▶ **What the task requires**
Scan the lines below for the word "deer". Copy each line you find it in.

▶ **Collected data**
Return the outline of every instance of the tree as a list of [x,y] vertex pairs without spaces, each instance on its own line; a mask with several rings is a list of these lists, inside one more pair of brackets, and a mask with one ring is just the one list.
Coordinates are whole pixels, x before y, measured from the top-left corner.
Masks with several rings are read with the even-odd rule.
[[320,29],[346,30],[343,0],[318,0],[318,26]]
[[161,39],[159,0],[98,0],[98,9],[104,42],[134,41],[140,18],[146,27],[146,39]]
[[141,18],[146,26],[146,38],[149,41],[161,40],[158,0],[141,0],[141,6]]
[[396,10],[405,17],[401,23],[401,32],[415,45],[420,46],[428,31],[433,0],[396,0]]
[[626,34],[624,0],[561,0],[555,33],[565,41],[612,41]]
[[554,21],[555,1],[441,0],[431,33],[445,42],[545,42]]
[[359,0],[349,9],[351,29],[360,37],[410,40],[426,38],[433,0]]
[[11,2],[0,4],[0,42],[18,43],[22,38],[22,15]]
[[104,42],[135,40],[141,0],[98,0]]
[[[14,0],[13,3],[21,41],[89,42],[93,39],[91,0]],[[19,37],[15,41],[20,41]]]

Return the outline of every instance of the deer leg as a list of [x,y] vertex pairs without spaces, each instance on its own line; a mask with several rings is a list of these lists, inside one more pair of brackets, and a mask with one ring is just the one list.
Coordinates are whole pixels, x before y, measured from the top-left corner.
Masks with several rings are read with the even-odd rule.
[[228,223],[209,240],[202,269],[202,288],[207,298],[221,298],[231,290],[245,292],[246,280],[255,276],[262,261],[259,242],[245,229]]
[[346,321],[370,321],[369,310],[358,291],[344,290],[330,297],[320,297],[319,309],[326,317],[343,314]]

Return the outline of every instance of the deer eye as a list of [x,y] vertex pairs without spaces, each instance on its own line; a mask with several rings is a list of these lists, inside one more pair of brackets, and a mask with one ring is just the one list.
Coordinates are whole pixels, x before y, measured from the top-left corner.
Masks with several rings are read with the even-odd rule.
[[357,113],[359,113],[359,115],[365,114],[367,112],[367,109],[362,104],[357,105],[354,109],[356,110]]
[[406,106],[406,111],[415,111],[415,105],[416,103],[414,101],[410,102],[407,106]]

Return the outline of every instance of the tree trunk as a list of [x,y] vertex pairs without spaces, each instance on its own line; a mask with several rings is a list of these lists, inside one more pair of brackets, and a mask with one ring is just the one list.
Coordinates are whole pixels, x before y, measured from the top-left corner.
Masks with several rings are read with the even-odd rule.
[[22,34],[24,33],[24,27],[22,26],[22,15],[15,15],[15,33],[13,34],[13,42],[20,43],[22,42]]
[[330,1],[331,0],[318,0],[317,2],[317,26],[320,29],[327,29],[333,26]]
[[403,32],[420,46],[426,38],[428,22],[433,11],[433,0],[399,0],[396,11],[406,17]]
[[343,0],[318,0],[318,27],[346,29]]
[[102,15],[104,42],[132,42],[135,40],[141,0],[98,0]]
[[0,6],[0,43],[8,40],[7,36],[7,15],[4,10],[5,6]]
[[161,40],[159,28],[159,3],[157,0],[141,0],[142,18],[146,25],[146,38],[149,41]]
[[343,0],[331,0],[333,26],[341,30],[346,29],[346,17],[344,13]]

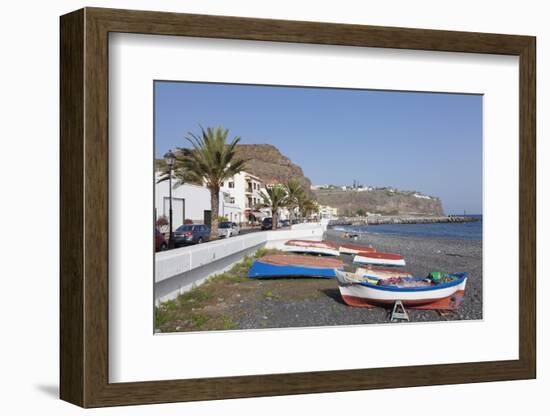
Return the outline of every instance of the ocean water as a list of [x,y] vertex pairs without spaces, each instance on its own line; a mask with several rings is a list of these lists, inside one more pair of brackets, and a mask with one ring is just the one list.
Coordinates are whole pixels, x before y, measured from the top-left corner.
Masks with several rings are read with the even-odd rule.
[[409,237],[428,237],[446,240],[481,240],[483,236],[483,217],[476,222],[441,224],[382,224],[382,225],[344,225],[335,229],[370,234],[389,234]]

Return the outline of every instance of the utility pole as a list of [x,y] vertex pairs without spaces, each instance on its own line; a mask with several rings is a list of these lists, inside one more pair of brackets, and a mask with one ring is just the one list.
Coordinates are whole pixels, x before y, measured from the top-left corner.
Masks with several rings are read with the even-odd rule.
[[168,199],[169,199],[169,221],[170,221],[170,234],[168,236],[168,248],[174,248],[174,229],[172,227],[172,169],[174,168],[174,163],[176,162],[176,156],[172,153],[172,150],[164,155],[164,160],[168,166]]

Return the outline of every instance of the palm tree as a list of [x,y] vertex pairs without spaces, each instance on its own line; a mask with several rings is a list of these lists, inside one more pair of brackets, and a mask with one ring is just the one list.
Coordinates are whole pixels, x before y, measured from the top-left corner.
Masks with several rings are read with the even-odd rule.
[[308,207],[308,204],[311,200],[308,198],[308,196],[306,195],[306,193],[302,193],[298,199],[297,199],[297,207],[298,207],[298,212],[300,213],[300,220],[303,219],[303,216],[305,214],[305,211],[306,211],[306,208]]
[[219,197],[222,184],[244,169],[246,160],[235,157],[235,147],[241,140],[235,137],[227,143],[228,129],[201,127],[200,135],[188,133],[185,137],[190,149],[178,148],[176,172],[181,181],[204,185],[210,191],[210,239],[218,238]]
[[[174,167],[172,168],[172,182],[174,188],[177,188],[187,182],[193,182],[192,178],[190,178],[187,171],[183,168],[181,160],[178,160],[178,156],[181,158],[185,150],[188,151],[189,149],[177,148],[174,152],[176,155],[176,161],[174,163]],[[170,168],[166,165],[166,162],[163,159],[157,160],[155,167],[159,173],[157,183],[167,181],[169,179],[168,175],[170,174]]]
[[271,229],[277,228],[277,219],[279,217],[279,208],[283,208],[287,204],[287,192],[283,185],[274,185],[269,188],[262,189],[260,191],[260,202],[258,208],[271,209],[272,225]]
[[290,212],[290,223],[292,224],[292,220],[294,219],[294,209],[298,207],[300,199],[305,197],[305,192],[302,185],[300,185],[300,182],[296,179],[288,180],[284,187],[287,194],[286,207]]
[[304,212],[304,215],[308,217],[314,212],[319,212],[319,205],[317,205],[317,202],[313,201],[312,199],[306,199],[302,204],[302,210]]

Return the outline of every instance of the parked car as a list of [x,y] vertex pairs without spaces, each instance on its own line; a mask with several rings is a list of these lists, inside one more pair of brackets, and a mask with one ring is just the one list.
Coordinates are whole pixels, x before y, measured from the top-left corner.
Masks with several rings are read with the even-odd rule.
[[224,221],[218,224],[218,237],[229,238],[241,232],[239,226],[231,221]]
[[262,230],[271,230],[273,228],[273,218],[265,217],[262,220]]
[[168,243],[164,238],[164,235],[159,231],[158,228],[155,228],[155,251],[164,251],[168,248]]
[[200,244],[210,240],[210,227],[204,224],[180,225],[174,231],[174,245],[176,247],[187,244]]
[[289,220],[279,221],[279,227],[290,227],[290,221]]

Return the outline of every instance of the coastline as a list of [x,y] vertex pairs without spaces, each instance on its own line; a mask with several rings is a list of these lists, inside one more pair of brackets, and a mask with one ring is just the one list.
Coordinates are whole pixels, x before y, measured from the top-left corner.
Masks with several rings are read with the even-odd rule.
[[331,220],[329,226],[384,225],[384,224],[464,224],[479,221],[478,215],[381,215],[367,217],[342,217]]

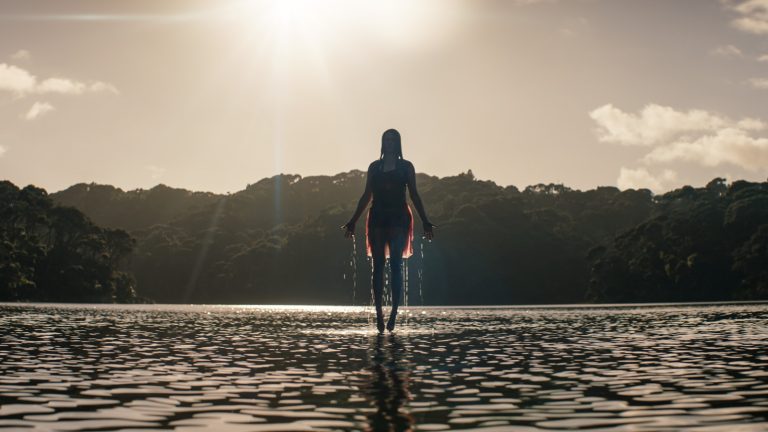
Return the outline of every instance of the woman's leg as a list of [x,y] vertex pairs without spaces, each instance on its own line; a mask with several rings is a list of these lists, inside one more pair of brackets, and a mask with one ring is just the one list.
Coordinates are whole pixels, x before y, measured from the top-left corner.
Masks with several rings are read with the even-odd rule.
[[397,308],[403,294],[403,248],[405,248],[408,233],[403,229],[393,228],[388,234],[389,267],[392,272],[392,310],[389,313],[387,328],[392,331],[395,328]]
[[376,305],[376,325],[383,332],[384,312],[381,310],[381,297],[384,292],[384,247],[386,246],[386,231],[383,228],[372,228],[368,233],[371,241],[371,256],[373,258],[373,303]]

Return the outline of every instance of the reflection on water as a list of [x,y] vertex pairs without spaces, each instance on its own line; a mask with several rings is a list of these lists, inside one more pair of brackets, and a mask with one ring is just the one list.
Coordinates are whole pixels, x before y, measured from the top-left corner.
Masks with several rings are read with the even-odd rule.
[[370,430],[412,430],[413,417],[405,409],[410,399],[405,345],[395,334],[372,336],[370,341],[370,383],[364,388],[376,408],[368,415]]
[[0,304],[0,429],[768,430],[768,304]]

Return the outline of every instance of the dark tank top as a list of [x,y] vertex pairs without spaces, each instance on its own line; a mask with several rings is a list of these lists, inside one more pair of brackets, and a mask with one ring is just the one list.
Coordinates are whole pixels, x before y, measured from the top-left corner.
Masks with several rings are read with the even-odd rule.
[[408,173],[405,163],[397,159],[395,168],[383,171],[383,161],[378,161],[371,173],[371,217],[369,223],[376,227],[408,228],[411,214],[405,200]]

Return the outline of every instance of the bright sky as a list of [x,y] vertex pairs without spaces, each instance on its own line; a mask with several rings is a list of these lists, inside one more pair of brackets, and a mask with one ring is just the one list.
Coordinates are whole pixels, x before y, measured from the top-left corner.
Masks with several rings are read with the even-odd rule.
[[768,0],[3,0],[0,179],[768,176]]

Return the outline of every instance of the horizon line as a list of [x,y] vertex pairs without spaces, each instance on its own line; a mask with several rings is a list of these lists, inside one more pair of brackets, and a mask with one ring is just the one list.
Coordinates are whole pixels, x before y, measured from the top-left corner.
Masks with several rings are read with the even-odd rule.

▶ **Exercise result**
Return the outline of every instance of the deer leg as a list of [x,y] vertex pairs without spaces, each instance on its own line; a mask with several rings is a list of these lists, inside one more pair of brackets, and a mask with one ring is just the one list.
Return the outline of every instance of the deer eye as a list of [x,y] vertex pairs without spaces, each instance on its own line; a mask with several rings is a list of these lists, inside one more pair of brackets, and a mask with one ring is just the one list.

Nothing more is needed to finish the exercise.